The U.S Department of Health and Human Services' Office of Inspector General (OIG) on Jan. 3 issued an advisory opinion and decided not to penalize a small, rural, critical access hospital in a medically underserved area for receiving written reports without charge from the radiology group practice that holds an exclusive contract at the hospital.
The ACR believes the OIG’s Advisory Opinion 07-19 could have a dramatic impact on hospital-based radiologists and their practices across the United States.
The hospital certified the facts to the OIG: Via teleradiology, the hospital sends digital images of hospital patients to the contracted radiology group to interpret. The group interprets the images, prepares a written report and bills third-party payors, including Medicare and Medicaid, for its services.
Under the arrangement with the hospital, the radiology group puts its reports in a patient’s medical record that the hospital maintains, without charge to the hospital. The hospital disclosed to the OIG that the radiologists had requested a per-report payment. The OIG did not approach that issue in their Advisory Opinon.
Instead, the hospital wanted to know whether it risked being excluded from participating in Medicare and/or incurring anti-kickback civil penalties by accepting free written reports from the radiology group in exchange for referring federal-pay patients to the group through the exclusive contract.
In the Advisory Opinion, the OIG noted that the arrangement could implicate the kickback law because hospital-based radiologists and hospitals exchange something of value: written reports and patient referrals. However, the OIG concluded that because an arrangement has potential for anti-kickback liability, it does not translate into targeting it for sanctions. The OIG stated that Medicare payment rules do not obligate the hospital to incur the costs of preparing a written report of radiology services rendered to its patients.

Stored data:
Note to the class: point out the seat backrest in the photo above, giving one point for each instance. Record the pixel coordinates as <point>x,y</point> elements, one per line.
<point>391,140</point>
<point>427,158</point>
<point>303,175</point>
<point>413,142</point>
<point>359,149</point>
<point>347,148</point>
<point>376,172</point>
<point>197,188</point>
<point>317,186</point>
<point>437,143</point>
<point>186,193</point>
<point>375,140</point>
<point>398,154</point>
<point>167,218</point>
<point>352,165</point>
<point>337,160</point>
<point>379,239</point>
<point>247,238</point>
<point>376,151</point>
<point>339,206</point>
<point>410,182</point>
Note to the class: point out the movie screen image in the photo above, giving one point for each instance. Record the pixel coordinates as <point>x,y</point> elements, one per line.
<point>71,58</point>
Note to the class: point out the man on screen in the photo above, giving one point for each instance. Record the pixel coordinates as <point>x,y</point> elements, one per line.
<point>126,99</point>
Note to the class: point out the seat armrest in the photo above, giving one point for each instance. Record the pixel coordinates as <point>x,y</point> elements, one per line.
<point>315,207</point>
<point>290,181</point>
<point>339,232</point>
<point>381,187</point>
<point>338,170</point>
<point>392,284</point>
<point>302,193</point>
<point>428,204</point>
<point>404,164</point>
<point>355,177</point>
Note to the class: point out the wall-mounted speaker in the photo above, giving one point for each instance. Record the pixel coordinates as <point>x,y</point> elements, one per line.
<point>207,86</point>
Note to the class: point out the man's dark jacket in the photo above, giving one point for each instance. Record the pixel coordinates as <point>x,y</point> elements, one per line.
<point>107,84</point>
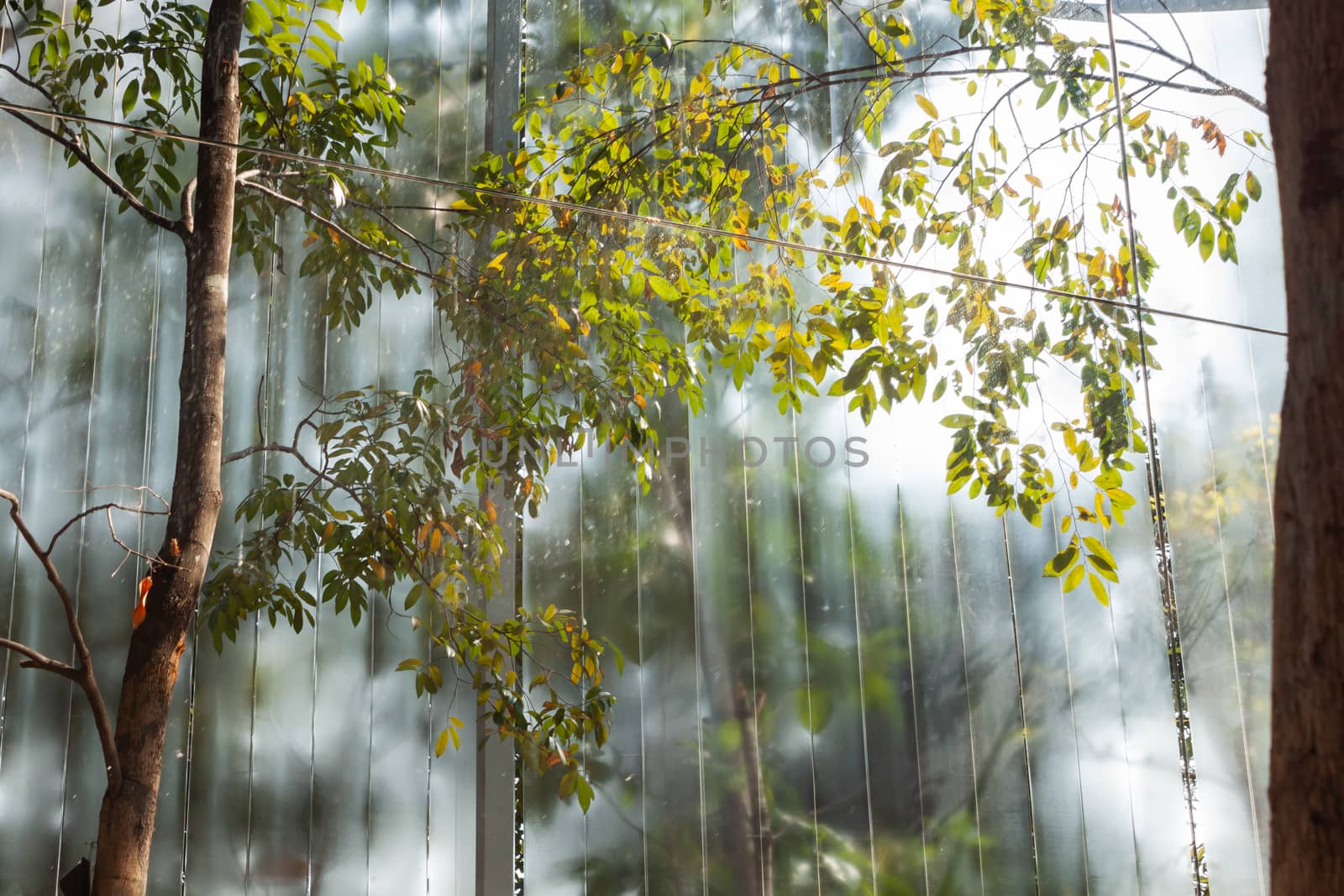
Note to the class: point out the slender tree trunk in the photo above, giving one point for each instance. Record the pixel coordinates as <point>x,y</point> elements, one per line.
<point>1307,766</point>
<point>127,821</point>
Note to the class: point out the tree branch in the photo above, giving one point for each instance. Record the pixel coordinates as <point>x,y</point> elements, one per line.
<point>81,674</point>
<point>35,660</point>
<point>343,231</point>
<point>73,147</point>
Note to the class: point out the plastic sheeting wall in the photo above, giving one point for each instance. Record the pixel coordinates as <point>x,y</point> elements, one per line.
<point>932,716</point>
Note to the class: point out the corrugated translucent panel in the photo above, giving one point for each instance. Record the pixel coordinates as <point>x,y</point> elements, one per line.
<point>830,627</point>
<point>792,711</point>
<point>553,574</point>
<point>1045,656</point>
<point>995,698</point>
<point>343,694</point>
<point>1214,458</point>
<point>282,705</point>
<point>940,663</point>
<point>218,825</point>
<point>725,584</point>
<point>884,644</point>
<point>674,721</point>
<point>615,832</point>
<point>54,472</point>
<point>118,416</point>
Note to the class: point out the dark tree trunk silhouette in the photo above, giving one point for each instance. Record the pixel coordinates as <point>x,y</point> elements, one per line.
<point>127,820</point>
<point>1307,768</point>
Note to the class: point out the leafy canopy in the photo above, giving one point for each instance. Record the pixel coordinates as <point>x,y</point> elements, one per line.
<point>664,215</point>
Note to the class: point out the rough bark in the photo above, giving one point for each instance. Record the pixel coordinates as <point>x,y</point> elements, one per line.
<point>1307,766</point>
<point>127,820</point>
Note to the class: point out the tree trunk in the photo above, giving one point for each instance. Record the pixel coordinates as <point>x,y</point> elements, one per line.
<point>127,821</point>
<point>1307,765</point>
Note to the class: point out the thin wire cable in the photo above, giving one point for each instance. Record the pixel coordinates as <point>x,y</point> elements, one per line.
<point>858,647</point>
<point>39,293</point>
<point>1227,595</point>
<point>914,691</point>
<point>1159,510</point>
<point>1124,732</point>
<point>763,817</point>
<point>1231,636</point>
<point>1073,714</point>
<point>638,634</point>
<point>642,219</point>
<point>965,681</point>
<point>1021,707</point>
<point>84,490</point>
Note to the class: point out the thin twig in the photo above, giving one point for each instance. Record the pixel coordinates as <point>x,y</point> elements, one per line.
<point>84,674</point>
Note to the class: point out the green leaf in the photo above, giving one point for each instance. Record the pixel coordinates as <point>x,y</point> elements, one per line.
<point>128,100</point>
<point>584,790</point>
<point>257,20</point>
<point>1061,562</point>
<point>1253,186</point>
<point>1206,241</point>
<point>1099,590</point>
<point>1075,578</point>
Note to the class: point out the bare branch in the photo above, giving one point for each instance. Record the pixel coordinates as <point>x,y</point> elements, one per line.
<point>35,660</point>
<point>109,508</point>
<point>344,233</point>
<point>71,145</point>
<point>82,674</point>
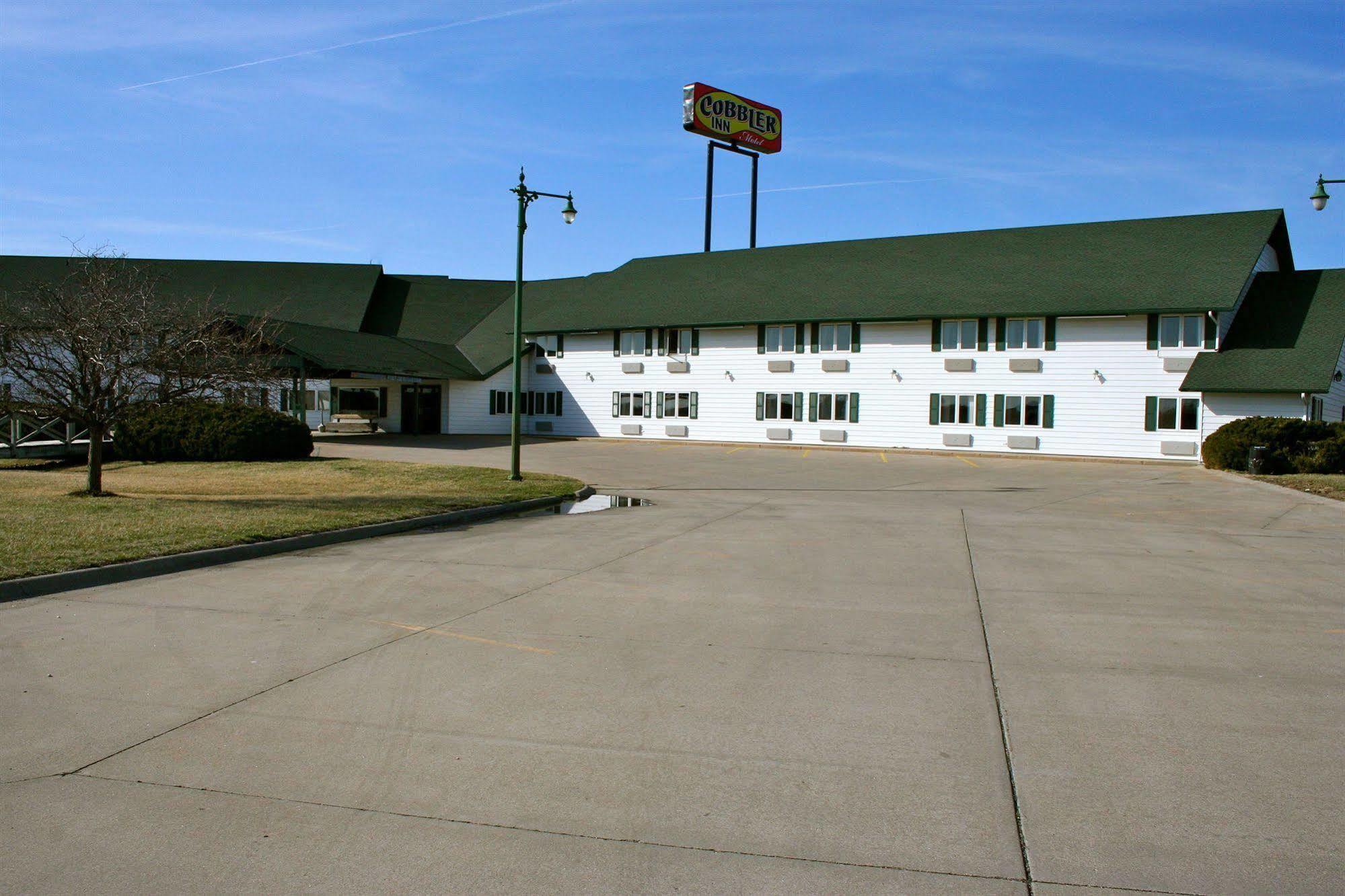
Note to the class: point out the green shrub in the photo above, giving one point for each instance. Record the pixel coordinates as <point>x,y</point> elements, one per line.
<point>211,431</point>
<point>1293,446</point>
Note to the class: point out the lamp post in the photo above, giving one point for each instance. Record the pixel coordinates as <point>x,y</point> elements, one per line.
<point>1320,196</point>
<point>525,198</point>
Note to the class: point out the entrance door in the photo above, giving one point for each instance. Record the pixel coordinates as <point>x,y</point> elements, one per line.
<point>420,408</point>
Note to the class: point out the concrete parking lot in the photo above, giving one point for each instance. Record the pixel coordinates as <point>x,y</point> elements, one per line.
<point>795,672</point>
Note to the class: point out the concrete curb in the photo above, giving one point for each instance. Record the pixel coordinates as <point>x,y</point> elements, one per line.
<point>113,574</point>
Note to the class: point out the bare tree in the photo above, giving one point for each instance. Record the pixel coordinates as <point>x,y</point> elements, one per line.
<point>104,340</point>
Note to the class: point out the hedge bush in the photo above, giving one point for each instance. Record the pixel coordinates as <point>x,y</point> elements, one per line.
<point>1295,446</point>
<point>211,431</point>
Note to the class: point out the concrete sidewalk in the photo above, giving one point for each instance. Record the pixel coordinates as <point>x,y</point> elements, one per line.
<point>790,675</point>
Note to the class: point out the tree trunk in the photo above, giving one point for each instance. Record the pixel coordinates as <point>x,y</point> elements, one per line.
<point>96,433</point>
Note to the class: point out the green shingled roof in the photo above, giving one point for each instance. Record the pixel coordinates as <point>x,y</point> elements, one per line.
<point>1286,337</point>
<point>1195,263</point>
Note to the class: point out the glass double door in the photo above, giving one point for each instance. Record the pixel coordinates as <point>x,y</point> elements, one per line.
<point>421,408</point>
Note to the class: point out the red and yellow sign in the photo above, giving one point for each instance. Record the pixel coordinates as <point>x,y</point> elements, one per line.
<point>727,116</point>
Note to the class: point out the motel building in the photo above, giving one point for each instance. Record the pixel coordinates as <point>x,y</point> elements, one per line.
<point>1113,340</point>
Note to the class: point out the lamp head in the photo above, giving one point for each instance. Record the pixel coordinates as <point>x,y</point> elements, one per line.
<point>1320,196</point>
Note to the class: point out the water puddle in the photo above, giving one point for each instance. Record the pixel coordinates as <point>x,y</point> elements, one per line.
<point>591,505</point>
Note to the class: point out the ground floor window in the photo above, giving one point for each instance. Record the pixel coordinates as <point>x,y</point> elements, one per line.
<point>834,407</point>
<point>632,404</point>
<point>1172,415</point>
<point>779,406</point>
<point>1025,411</point>
<point>677,404</point>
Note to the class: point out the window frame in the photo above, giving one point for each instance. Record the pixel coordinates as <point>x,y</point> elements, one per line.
<point>962,324</point>
<point>786,348</point>
<point>1023,411</point>
<point>1023,342</point>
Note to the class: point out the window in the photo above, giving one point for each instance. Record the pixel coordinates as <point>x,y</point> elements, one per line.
<point>1025,333</point>
<point>780,338</point>
<point>632,404</point>
<point>1182,332</point>
<point>632,342</point>
<point>677,404</point>
<point>834,407</point>
<point>1023,411</point>
<point>678,341</point>
<point>778,406</point>
<point>834,337</point>
<point>959,334</point>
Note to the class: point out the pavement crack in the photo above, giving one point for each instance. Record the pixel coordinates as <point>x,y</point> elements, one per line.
<point>631,842</point>
<point>1000,711</point>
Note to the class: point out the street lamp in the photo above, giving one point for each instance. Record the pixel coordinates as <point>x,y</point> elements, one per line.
<point>1320,196</point>
<point>568,213</point>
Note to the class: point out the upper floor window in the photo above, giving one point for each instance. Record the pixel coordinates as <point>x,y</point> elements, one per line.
<point>959,334</point>
<point>1025,333</point>
<point>678,341</point>
<point>834,337</point>
<point>780,337</point>
<point>1182,332</point>
<point>632,342</point>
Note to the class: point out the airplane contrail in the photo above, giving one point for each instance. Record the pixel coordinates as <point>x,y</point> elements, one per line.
<point>357,44</point>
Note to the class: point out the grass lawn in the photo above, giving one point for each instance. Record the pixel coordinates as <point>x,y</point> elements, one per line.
<point>171,508</point>
<point>1330,485</point>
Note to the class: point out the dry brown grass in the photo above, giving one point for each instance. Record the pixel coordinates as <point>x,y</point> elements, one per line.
<point>166,509</point>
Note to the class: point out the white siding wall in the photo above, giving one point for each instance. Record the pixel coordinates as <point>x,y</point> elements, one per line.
<point>894,375</point>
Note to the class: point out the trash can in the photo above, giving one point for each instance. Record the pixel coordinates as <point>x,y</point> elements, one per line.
<point>1257,459</point>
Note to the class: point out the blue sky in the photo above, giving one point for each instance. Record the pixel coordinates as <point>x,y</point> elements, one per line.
<point>390,133</point>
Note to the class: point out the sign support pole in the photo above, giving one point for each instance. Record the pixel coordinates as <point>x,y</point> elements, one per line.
<point>709,188</point>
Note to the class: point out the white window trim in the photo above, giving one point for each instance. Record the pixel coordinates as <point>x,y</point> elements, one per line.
<point>848,342</point>
<point>976,333</point>
<point>1042,411</point>
<point>1025,348</point>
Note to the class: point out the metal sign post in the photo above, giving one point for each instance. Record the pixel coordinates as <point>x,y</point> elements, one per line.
<point>709,188</point>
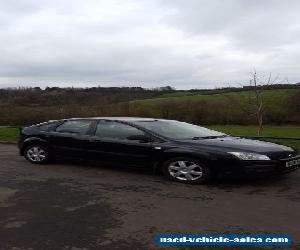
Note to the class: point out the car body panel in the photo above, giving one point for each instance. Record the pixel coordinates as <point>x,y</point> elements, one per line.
<point>211,151</point>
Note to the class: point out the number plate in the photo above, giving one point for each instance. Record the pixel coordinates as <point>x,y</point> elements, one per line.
<point>292,163</point>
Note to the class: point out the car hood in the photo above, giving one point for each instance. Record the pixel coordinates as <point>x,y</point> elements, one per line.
<point>230,143</point>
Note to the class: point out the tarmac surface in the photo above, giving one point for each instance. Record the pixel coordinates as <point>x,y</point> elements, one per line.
<point>82,206</point>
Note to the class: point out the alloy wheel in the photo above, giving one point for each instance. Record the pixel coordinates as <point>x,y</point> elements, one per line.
<point>36,154</point>
<point>185,170</point>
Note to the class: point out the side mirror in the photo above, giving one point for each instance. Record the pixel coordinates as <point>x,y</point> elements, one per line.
<point>140,138</point>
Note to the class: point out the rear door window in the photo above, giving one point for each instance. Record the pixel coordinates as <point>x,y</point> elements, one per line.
<point>116,130</point>
<point>75,127</point>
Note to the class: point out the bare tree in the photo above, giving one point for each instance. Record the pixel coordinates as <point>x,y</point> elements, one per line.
<point>256,102</point>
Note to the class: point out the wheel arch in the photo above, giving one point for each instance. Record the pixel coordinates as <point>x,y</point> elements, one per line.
<point>204,158</point>
<point>32,141</point>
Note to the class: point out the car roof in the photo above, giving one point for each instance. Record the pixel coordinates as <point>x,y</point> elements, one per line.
<point>129,119</point>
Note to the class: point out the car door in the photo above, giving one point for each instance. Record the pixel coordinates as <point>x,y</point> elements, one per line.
<point>71,138</point>
<point>111,144</point>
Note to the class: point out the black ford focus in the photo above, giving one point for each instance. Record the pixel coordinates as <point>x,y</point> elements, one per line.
<point>184,152</point>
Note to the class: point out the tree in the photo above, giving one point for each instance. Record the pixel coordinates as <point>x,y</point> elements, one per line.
<point>255,105</point>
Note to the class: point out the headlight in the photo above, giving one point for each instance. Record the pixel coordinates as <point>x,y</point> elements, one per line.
<point>250,156</point>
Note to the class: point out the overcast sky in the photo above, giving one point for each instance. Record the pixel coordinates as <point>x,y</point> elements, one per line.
<point>148,43</point>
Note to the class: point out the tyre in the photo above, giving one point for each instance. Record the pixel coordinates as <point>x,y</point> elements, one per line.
<point>37,154</point>
<point>186,170</point>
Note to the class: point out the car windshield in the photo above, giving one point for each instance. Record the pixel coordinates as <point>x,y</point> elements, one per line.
<point>178,130</point>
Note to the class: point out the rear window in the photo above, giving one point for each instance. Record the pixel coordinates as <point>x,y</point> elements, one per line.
<point>74,127</point>
<point>47,126</point>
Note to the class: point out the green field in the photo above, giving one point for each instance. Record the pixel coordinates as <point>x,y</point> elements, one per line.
<point>11,134</point>
<point>269,131</point>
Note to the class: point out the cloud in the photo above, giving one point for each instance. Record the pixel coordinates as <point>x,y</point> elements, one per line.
<point>187,44</point>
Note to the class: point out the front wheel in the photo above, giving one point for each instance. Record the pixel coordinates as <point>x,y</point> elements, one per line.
<point>186,170</point>
<point>37,154</point>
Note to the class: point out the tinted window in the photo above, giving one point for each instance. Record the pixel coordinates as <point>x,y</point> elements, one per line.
<point>75,126</point>
<point>47,126</point>
<point>116,130</point>
<point>178,130</point>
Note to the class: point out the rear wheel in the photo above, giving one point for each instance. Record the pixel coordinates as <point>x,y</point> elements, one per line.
<point>186,170</point>
<point>37,154</point>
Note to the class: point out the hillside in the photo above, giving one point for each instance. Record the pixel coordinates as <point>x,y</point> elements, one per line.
<point>282,106</point>
<point>221,106</point>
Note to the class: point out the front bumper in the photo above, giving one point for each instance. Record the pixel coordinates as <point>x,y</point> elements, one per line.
<point>247,168</point>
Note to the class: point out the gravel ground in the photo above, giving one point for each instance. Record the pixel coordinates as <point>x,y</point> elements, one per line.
<point>77,206</point>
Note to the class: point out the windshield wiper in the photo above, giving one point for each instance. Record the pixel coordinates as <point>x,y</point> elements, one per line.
<point>208,137</point>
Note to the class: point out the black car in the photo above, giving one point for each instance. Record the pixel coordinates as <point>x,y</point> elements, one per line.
<point>184,152</point>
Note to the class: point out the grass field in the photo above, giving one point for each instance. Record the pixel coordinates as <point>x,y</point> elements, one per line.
<point>8,134</point>
<point>272,131</point>
<point>11,134</point>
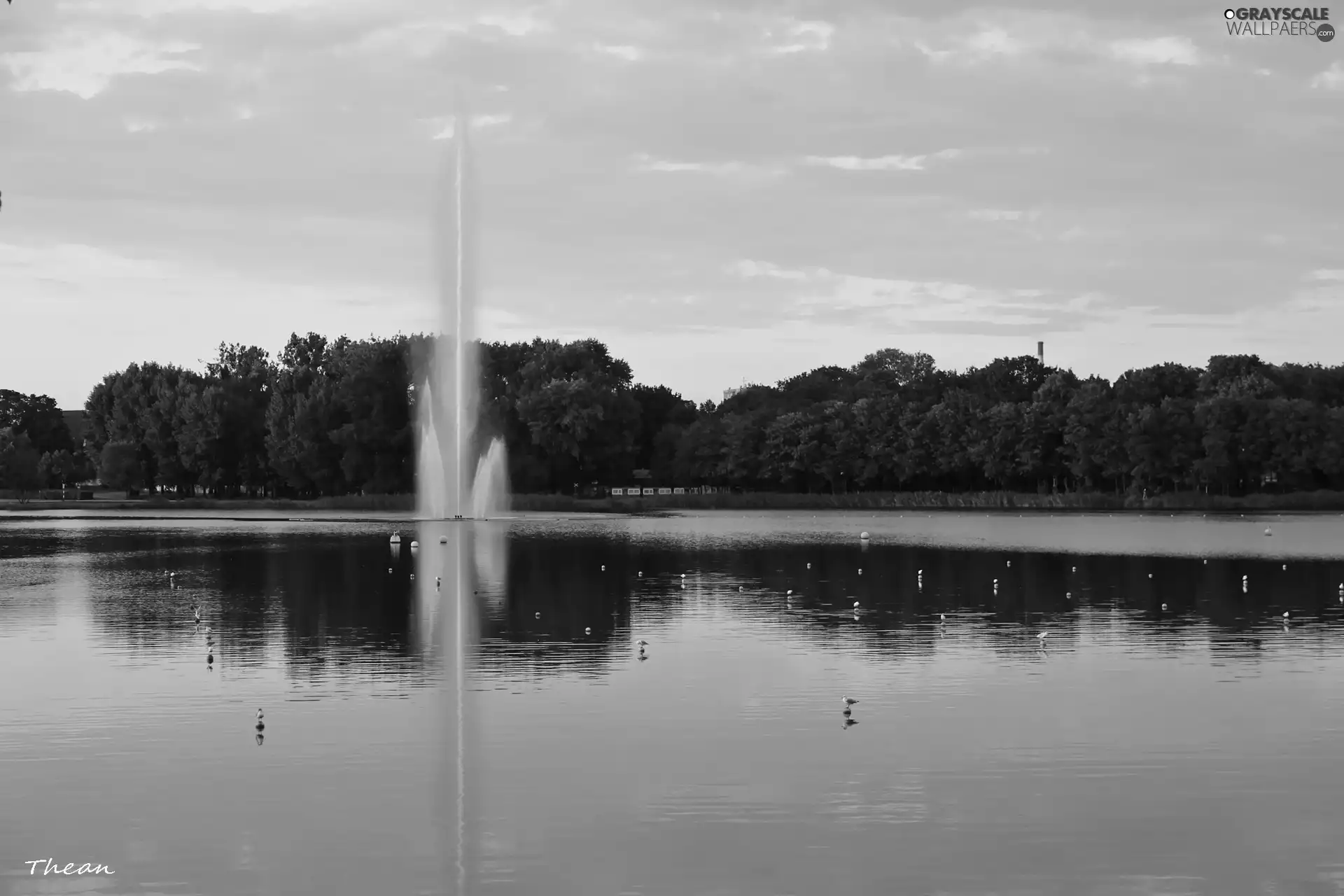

Assignment: Continue the article on the OIG advisory opinion about a hospital receiving free radiology reports, starting after its final sentence.

Response area:
According to the OIG, the group properly assumed the cost of preparing, or dictating and transcribing, reports. The OIG stated that preparing reports is encompassed within the covered Medicare Part B professional service, and had the hospital reimbursed the radiology group for such costs, the group would have received “double payment” for the same costs — from the hospital and from Medicare. Thus, OIG found that the hospital did not receive any illegal “remuneration” that would violate the anti-kickback statute.
The OIG also identified the radiologists’ exclusive contract as another reason for not penalizing the arrangement. The OIG concluded that giving the hospital free radiology reports “appears to be a reasonable and limited service” directly related to the group’s exclusive deal with the hospital. The ACR said that statement could have strong implications for hospital-based radiology practices.